EXERCISE DIRECTIONS: Every line from the line containing "Can you see the watch" through the final line below is to be repeated exactly; no other line is.

[Opening SUPPLIED ENTRIES section]

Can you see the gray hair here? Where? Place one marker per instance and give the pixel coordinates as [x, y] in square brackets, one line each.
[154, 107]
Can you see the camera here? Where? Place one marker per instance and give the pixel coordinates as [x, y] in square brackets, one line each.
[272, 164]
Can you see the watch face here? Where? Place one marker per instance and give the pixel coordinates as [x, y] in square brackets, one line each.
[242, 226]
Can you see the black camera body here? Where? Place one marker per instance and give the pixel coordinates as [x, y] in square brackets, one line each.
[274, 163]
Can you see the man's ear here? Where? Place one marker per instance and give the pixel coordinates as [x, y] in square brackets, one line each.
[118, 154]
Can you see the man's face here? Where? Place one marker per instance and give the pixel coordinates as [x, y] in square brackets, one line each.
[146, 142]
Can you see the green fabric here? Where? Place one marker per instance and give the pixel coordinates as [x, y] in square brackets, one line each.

[Closing SUPPLIED ENTRIES section]

RESULT BELOW:
Can you see the watch face here? Where? Place one marker per instance and give the pixel coordinates as [x, y] in square brackets, one line each.
[242, 226]
Can you see the black camera body here? Where? Place one marker per instance and give the pixel coordinates as [x, y] in square brackets, one line each.
[274, 163]
Can you see the man's ear here? Where? Place one marker per instance and give the pixel coordinates as [x, y] in square brackets, one line each.
[118, 154]
Can you see the man's face here? Where? Place one marker per instance and give the pixel coordinates as [x, y] in square brackets, one line each.
[146, 142]
Can you see the green fabric here? Where? Place one marker per instance and give the pixel coordinates as [x, y] in square brackets, one line each.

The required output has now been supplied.